Problem to work on — Each line of the data below containing "every" needs to be listed.

Supplied data —
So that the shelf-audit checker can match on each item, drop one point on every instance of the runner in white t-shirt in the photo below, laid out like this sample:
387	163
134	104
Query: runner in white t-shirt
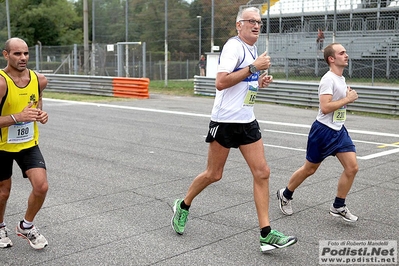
233	125
328	136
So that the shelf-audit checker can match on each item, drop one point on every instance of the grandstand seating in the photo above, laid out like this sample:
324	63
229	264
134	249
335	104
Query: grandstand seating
364	36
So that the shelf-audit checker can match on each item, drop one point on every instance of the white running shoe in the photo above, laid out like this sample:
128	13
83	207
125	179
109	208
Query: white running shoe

Answer to this problem —
So that the shelf-audit checker can match on each item, drop one point on every instance of the runner in white t-shirt in the photo below, laid out like this sample:
So that the shelf-audit checker can match on each item, drop one point on every instance of the grandstand seating in the photo above, laid out like this sample:
So that the shelf-audit checker can match on each item, drop one point on every instance of the white running shoe in the photo above, laid out like this sample:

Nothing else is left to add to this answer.